▶ Collected data:
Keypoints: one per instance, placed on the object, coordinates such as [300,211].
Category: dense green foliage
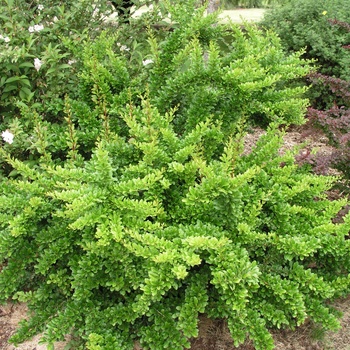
[305,24]
[128,207]
[155,229]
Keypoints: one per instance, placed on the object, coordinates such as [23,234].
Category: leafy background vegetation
[128,207]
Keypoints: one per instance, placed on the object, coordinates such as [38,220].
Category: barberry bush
[334,122]
[158,228]
[139,210]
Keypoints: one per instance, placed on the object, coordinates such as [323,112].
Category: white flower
[38,27]
[146,62]
[7,136]
[37,63]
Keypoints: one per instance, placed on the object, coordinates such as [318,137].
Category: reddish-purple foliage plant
[335,122]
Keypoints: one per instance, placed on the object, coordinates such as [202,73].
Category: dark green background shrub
[305,24]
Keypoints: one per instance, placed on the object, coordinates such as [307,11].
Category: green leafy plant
[158,228]
[305,24]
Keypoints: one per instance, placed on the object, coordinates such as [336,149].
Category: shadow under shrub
[158,228]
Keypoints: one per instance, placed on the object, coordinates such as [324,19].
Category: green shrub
[135,211]
[197,68]
[305,24]
[158,228]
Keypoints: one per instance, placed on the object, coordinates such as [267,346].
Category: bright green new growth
[137,211]
[155,230]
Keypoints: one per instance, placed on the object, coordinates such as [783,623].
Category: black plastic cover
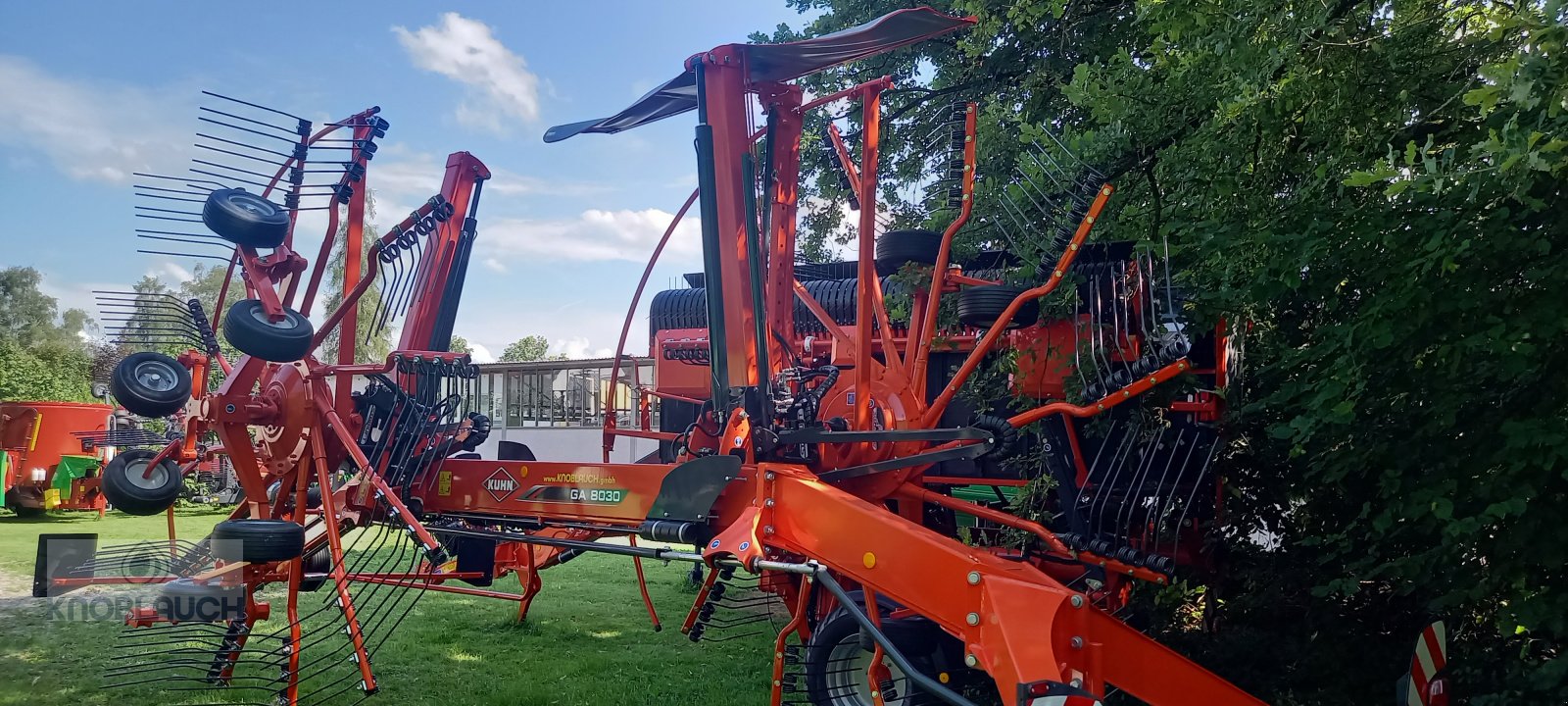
[778,63]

▶ WHAT THE EXERCISE ASKS: Every line above in which the word "Keypoints" is present must be copied into the answer.

▶ WRITTEN SOLUTION:
Keypoints: one per instance, placed on the object, coordinates such as [300,211].
Keypoints: one per instance, placed on the object, coordinates such as [23,234].
Keypoints: one per instance, placed on the object, coordinates such as [38,220].
Keypoints: one per instance, placed on the object, coordinates such as [323,112].
Keypoints: one per instance, placed on the object, coordinates such as [318,137].
Keypoints: one per instance, placed on the object, coordinates such as [202,73].
Keypoints: one per instance, placed on the object, coordinates such as [307,11].
Keypoints: one per instance, placed on the object, coordinates such as [336,149].
Keypoints: one per instance, placed on the object, coordinates such as [324,19].
Keypoints: one per instance, placed on the object, coordinates such as [267,346].
Keypoints: one per instance, placed on the object, coordinates such as [783,623].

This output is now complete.